▶ QUOTED PASSAGE
______

Skip to content
DocuExtract

← All docs

Templates

A template is a reusable schema describing what fields to extract from a class of documents. Build one, run many similar documents through it.

What a template is

A template is a list of fields— each with a name, a type, and optional hints. When you extract a document with a template, the engine produces one value per field (or null when a field can't be found).

Templates are versioned. Editing a template bumps its version; past batches keep referring to the version they ran against, so corrections to a template don't invalidate historical extraction results.

Two ways to create one

Starter invoice template

On /dashboard/templates, click Create starter invoice template. You get 6 fields:

  • invoice_number (text, anchor: "Invoice No.")
  • invoice_date (date, anchor: "Date")
  • vendor (text, anchor: "Vendor")
  • total (currency, anchor: "Total")
  • subtotal (currency, anchor: "Subtotal")
  • tax (currency, anchor: "Tax")

Best when your documents look like a standard US/Western invoice. Edit any field afterward to fit your exact format.

Visual builder

Click Build template. Upload a sample document; the page renders, and you click-and-drag to draw bounding boxes around fields you want extracted. Name each one, pick its type, save.

The bounding boxes are stored as authoring metadata. Extraction uses anchor-based lookup by default (more robust to layout drift across documents) but the boxes give you a visual record of where each field lives on a typical document.

Field types

TypeUse forCoercion
textFree-form stringsReturns the verbatim string
numberCounts, quantities, IDs that are numericCoerced to Decimal
dateDates in any format (ISO, US, EU, long-form)Coerced to ISO date (YYYY-MM-DD)

______

▶ MATERIAL PROVIDED

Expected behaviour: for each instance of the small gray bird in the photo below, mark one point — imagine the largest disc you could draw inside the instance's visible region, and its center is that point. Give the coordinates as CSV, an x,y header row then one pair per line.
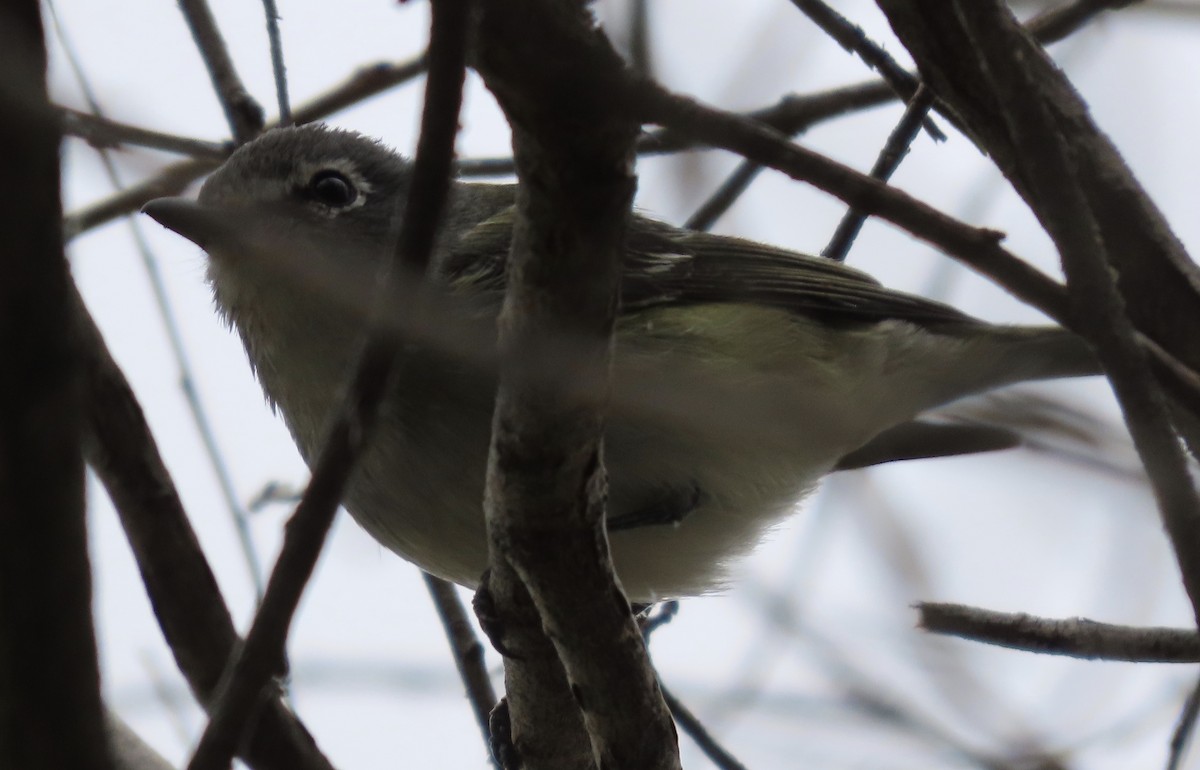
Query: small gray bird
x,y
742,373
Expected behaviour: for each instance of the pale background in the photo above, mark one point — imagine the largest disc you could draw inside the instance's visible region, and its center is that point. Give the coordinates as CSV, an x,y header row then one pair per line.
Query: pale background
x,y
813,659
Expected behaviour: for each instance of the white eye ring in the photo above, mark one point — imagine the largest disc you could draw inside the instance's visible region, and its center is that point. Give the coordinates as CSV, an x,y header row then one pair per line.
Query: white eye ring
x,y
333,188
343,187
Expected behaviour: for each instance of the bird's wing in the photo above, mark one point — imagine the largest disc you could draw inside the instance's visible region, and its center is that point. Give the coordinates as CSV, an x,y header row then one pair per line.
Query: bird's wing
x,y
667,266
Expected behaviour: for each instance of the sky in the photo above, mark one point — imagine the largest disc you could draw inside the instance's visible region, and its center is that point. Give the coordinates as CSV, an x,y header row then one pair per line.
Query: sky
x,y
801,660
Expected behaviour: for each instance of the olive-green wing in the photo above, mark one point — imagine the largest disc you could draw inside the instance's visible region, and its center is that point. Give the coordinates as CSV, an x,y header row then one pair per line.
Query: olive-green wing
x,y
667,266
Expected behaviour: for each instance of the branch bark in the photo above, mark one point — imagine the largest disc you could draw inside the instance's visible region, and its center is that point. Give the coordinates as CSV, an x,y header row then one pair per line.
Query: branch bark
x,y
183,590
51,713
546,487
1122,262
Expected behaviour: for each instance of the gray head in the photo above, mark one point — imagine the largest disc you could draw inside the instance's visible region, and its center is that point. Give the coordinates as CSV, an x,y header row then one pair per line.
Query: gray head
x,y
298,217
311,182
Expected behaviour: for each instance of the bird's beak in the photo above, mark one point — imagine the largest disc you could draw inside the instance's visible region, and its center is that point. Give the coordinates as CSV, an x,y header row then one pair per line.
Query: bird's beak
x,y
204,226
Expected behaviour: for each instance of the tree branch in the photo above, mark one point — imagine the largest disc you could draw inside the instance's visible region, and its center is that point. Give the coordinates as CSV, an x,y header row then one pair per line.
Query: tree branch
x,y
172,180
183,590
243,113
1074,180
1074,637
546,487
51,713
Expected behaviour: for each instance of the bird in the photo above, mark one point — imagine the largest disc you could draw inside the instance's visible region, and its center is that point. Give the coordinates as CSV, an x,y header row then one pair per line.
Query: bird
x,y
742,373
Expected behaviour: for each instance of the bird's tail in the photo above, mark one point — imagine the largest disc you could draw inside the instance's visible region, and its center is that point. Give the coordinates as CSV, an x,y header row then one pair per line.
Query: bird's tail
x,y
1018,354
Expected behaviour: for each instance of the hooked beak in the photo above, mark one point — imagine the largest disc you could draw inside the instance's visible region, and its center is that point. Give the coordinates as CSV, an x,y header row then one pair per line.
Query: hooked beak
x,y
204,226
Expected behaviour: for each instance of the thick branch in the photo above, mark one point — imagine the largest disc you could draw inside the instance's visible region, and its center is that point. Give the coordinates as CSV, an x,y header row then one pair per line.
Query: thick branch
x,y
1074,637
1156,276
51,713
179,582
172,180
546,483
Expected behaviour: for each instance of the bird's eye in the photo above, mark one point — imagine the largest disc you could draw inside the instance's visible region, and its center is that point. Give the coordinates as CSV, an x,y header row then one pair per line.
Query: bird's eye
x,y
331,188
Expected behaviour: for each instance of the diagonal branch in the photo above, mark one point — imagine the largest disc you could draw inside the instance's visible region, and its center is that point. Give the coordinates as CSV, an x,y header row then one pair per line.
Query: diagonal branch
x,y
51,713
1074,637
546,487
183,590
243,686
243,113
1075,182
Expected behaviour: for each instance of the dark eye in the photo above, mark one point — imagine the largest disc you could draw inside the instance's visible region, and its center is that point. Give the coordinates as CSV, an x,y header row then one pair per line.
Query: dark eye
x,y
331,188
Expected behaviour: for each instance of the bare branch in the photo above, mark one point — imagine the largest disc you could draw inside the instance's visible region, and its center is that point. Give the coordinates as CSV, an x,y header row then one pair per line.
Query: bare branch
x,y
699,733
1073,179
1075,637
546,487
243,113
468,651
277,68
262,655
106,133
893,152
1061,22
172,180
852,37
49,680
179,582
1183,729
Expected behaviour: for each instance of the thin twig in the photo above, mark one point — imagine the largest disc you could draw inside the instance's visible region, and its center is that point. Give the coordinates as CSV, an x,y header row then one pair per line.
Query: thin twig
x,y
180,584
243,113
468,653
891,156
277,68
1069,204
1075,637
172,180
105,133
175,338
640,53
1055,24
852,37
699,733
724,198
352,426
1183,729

______

▶ REQUIRED ACTIONS
1. Please quote the templates documentation from "What a template" to "historical extraction results.".
2. Answer each question from the templates documentation:
(a) How many fields does the starter invoice template come with?
(b) What happens to a template's version when the template is edited?
(c) What kind of lookup does extraction use by default?
3. Write the next part of the templates documentation, picking up after its last line.

▶ RESULTS OF THE TASKS
1.
What a template is

A template is a list of fields— each with a name, a type, and optional hints. When you extract a document with a template, the engine produces one value per field (or null when a field can't be found).

Templates are versioned. Editing a template bumps its version; past batches keep referring to the version they ran against, so corrections to a template don't invalidate historical extraction results.

2.
(a) 6 fields.
(b) Editing bumps its version.
(c) Anchor-based lookup.

3.
currencyMoney amountsCoerced to Decimal in canonical form
enumFixed set of allowed valuesConstrained to enum_values
tableRepeating row data (line items)Returns array of objects

Anchors

An anchor is a label that appears next to (or above) the value you want. Examples: "Invoice No.", "Total:", "Vendor:". The engine searches for the anchor text in the document, then grabs the adjacent value.

When to use an anchor:whenever a label exists. It's the most reliable extraction method — almost free (no LLM) and very accurate when the label is consistent across documents.

When to skip the anchor:if the value isn't preceded by a label (e.g. a vendor name at the top of the document with no "Vendor:" prefix). The extraction layer falls back to the LLM, using your description field as a hint.

Descriptions

A description is a natural-language hint sent to the LLM extractor. Example: description: "Issuing company at the top of the invoice". The LLM uses this to disambiguate when multiple candidate values exist.

Confidence threshold

Each template has a confidence_threshold (default 0.75). Fields extracted below this threshold are flagged needs_review = true and appear in the Review queue.

Set higher (e.g. 0.90) for high-stakes workflows where a wrong value costs more than an extra review action. Set lower (e.g. 0.60) for low-stakes bulk processing where occasional errors are acceptable.